## Prompt A
In the forum thread on miking an orchestra, why did bishopthomas have no rack gear? Answer in one to three sentences.
## Prompt B
Answer these questions from the forum thread on miking an orchestra:
(i) Which microphone was used on the kick?
(ii) How much CAT5 cable ran from the stage boxes to the surface at FOH?
(iii) What did Idina use for monitoring?
## Prompt C
Extend the forum thread on miking an orchestra, starting after its final line.
— start of Quoted passage —
If it is show critical, than what anyone else said is good advice. I just like to find other ways to do things.


----------



## SHARYNF (Feb 4, 2011)

we need more information

is this just an orchestra performing, or is it along with a theater production?
is the orchestra on stage, in a pit or ???
if you can describe the setup then you can get more suggestions

Sharyn


----------



## GoldPhoenix (Feb 4, 2011)

SHARYNF- if you read the original post you'll see that this isn't for a particular show, there is no more information, this is a discussion....thats all. make up your own situation or recall a past experience. 

~Allan


----------



## bishopthomas (Feb 4, 2011)

I just did Idina Menzel with the NJ symphony orchestra yesterday and here is what we ended up doing:

1. Kick - D112
2. Snare - SM57
3. OH SR - KM184
4. OH SL - KM184
5. Bass - DI
6. El Guitar - SM57
7. Ac Guitar - DI
8. Piano Low - e609 (unused)
9. Piano High - AMT piano mic
10. Star Vocal - KSM9 RF
11. Star Vocal spare - KSM9 RF
12. Conductor - SM58 RF

And the area miked orchestra:
13. Violins 1 - Rode NT5
14. Violins 2 - Rode NT5
15. Violas 1 - KSM109
16. Violas 2 - KSM109
17. Woodwinds 1 - C460
18. Woodwinds 2 - C460
19. Cello 1 - KSM27
20. Cello 2 - KSM27
21. Saxes 1 - 414
22. Saxes 2 - 414
23. Trumpet solo - C460
24. French horn solo - SM57
25. Stand up bass - C460

This seemed to work well for both FOH and monitor engineers. Idina was on ears and wedges and had a full orchestra/band mix in the IEM's. Oh, as far as the "how to hook it up to a mixer" question goes... Microphones on stands, cables to subsnakes, subsnakes to splitter, splitter to M7CL on stage for monitors and M7CLES stage boxes to 300' of CAT5 cable to the surface at FOH.


----------



## GoldPhoenix (Feb 5, 2011)

bishopthomas-wow thats awesome! What were you running for mixers? What did you have for rack gear? 

THIS is from Soundcraft and I used it many times to help new techs in training to see whats involved in mic'ing a band.

Hope this helps.

~Allan


----------



## bishopthomas (Feb 5, 2011)

No rack gear as the consoles were M7CL's (one "regular" one at monitor world, one ES with digital snake at FOH).


----------



## SHARYNF (Feb 6, 2011)

GoldPhoenix said:


> SHARYNF- if you read the original post you'll see that this isn't for a particular show, there is no more information, this is a discussion....thats all. make up your own situation or recall a past experience.
— end of Quoted passage —
— start of Provided records —
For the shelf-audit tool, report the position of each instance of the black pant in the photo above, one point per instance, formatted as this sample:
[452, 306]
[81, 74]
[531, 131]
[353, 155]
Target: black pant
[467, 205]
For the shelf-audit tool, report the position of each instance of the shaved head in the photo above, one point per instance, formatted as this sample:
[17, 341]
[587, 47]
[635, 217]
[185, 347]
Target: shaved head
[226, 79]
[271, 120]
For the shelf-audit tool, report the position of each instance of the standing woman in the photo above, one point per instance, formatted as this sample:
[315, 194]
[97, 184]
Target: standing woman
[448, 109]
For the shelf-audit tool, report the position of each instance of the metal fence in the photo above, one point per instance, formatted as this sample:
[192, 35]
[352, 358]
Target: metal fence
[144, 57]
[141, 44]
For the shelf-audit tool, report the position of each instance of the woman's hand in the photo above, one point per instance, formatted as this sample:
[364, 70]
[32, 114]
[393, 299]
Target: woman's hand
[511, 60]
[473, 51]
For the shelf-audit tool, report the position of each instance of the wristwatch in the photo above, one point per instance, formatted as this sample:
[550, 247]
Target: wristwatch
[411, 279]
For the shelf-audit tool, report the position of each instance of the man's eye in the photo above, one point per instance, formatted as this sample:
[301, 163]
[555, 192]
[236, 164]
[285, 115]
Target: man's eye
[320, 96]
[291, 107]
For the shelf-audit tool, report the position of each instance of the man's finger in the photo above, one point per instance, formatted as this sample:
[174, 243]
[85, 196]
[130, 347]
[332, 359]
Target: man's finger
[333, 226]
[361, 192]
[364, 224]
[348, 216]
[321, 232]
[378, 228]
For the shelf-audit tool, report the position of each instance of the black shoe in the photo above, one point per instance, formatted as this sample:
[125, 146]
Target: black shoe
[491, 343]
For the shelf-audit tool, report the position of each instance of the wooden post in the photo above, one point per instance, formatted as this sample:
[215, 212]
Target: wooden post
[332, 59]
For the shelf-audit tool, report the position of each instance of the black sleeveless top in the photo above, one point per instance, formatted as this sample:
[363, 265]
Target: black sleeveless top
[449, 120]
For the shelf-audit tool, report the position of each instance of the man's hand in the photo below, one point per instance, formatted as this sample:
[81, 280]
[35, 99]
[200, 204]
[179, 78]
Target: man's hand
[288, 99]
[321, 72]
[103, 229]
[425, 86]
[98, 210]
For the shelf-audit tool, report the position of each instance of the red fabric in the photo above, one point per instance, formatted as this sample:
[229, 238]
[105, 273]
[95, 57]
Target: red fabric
— end of Provided records —
## Final result A
The consoles were M7CLs, so no rack gear was used. One standard M7CL served monitor world, and one M7CL ES with a digital snake served FOH.

## Final result B
(i) A D112.
(ii) 300 feet.
(iii) Ears and wedges, with a full orchestra/band mix in the IEMs.

## Final result C
> 
> ~Allan


 
I guess the problem I have with this is that without the supporting situation description, most recommendations are totally out of context and of limited value

Let me raise some issues
Why do you want to amplify the orchestra:

If it is due to a poor placement of the orchestra vis a vis the audience that is one thing (a lot of the drive to mic everything has originated from some of the situations where the orchestra was off stage or in a less than ideal position

It is easy to look at how we might mic a band and extend that to an orchestra
this raises some issues that need to be carefully looked at

Do you understand the role of the conductor, if you have a situation where the conductor is "playing the orchestra as an instrument" then what the conductor hears at the podium vs what the audience hears due to foh could be dramatically different and at cross purposes.

Most bands use a system of monitors either wedge or iem's but typically this is not practical or desirable for an orchestra, so from a musicians standpoint on stage in a orchestra, moving beyond the on stage acoustic sound scape to one that is mainly existing FOH can be problematic.

There have been questions on this forum in the past re band shells, showing that in a number of instances people might not be aware that the purpose of the shell is to enhance the on stage soundscape for the performers , especially in a typical theater high incidence of soft goods etc environme3njt
I tend to take a less is better approach, trying to determine what the problem is acoustically that we are trying to correct for. The typical solution of mic everything, IMHO can be a real mistake especially for the inexperienced foh person. 

some of the issues are:
Are you trying to make a live "sound" intentionally or not sound more like a recorded sound? There really is quite a difference in just how a live acoustic soundfield generated by an orchestra in a good acoustic venue. 
In general, since you at foh have little control over the sonic level output from many of the typically no amplified instruments, you can easily wind up raising the overall sound level to compensate for this lack of control, and at the same time can tend to generate what I would call an "in your face" type of sound" . Just as an aside, on of the challenges is for the foh person to have an acoustic memory to be able to differentiate a live orchestra vs a recorded band in how things should sound

for recording a live orchestra, a decca tree suspended above and behind the conductor has been widely used very successfully 

Decca tree - Wikipedia, the free encyclopedia

Typically this is where I would go first.

As for on stage levels I would work so that the the conductor was "in charge" so that rather than have the foh decide what instrument to bring forware, have it be the interaction between the conductor and the PERFORMER that brings up the level. So in this approach the balance is more to create the sound for the performers and the conductor and then that total sound brought to the audience. 

I have seen many situations where for instance everything is attempted to be mic'ed, and what starts to happen is that for instance that 100g Steinway 9 foot begins to sound like an inexpensive spinet. or the sound of the sax is predominately from the bell instead of also from the pads etc.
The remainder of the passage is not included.